Retype every line of the listing below without changing anything.

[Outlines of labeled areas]
[start]

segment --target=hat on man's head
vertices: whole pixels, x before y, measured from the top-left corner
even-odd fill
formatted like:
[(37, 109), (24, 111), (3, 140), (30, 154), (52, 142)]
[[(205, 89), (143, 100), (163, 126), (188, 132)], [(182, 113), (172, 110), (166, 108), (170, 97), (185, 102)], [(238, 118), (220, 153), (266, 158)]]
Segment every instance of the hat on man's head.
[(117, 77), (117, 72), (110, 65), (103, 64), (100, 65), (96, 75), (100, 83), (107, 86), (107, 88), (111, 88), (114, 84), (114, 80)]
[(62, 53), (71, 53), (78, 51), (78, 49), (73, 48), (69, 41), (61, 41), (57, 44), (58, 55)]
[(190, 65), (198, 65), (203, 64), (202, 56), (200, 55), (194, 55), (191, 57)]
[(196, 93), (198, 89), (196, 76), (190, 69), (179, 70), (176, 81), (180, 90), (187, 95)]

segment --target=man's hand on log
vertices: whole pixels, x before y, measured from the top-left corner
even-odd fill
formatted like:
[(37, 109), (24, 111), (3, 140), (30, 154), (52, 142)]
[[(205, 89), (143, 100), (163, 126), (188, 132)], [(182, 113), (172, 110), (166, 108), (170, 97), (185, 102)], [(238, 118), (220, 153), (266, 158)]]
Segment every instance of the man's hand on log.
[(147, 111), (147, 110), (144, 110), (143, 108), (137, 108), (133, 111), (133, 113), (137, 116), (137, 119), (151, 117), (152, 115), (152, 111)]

[end]

● RESULT OF THIS EXERCISE:
segment --target=hat on man's head
vertices: whole pixels, x before y, measured from the top-left corner
even-odd fill
formatted like:
[(37, 109), (24, 111), (3, 140), (30, 154), (52, 142)]
[[(205, 89), (143, 100), (163, 126), (188, 132)], [(182, 113), (172, 110), (166, 108), (170, 97), (185, 102)], [(238, 118), (220, 153), (266, 158)]]
Segment every instance of the hat on man's head.
[(117, 77), (117, 72), (110, 65), (103, 64), (100, 65), (96, 75), (100, 83), (107, 86), (107, 88), (111, 88), (114, 84), (114, 80)]
[(62, 53), (71, 53), (78, 51), (78, 49), (73, 48), (69, 41), (61, 41), (57, 44), (58, 55)]
[(190, 65), (198, 65), (203, 64), (202, 56), (200, 55), (194, 55), (191, 57)]
[(196, 93), (198, 89), (196, 76), (190, 69), (179, 70), (176, 81), (180, 90), (187, 95)]

segment --target=man's hand on log
vertices: whole pixels, x before y, measured from the top-left corner
even-odd fill
formatted like:
[(37, 109), (24, 111), (3, 140), (30, 154), (52, 142)]
[[(205, 89), (143, 100), (163, 126), (188, 132)], [(182, 113), (172, 110), (166, 108), (170, 97), (185, 102)], [(238, 118), (220, 153), (266, 158)]]
Segment every instance of the man's hand on log.
[(147, 111), (147, 110), (144, 110), (143, 108), (137, 108), (133, 111), (133, 113), (137, 116), (137, 119), (151, 117), (152, 115), (152, 111)]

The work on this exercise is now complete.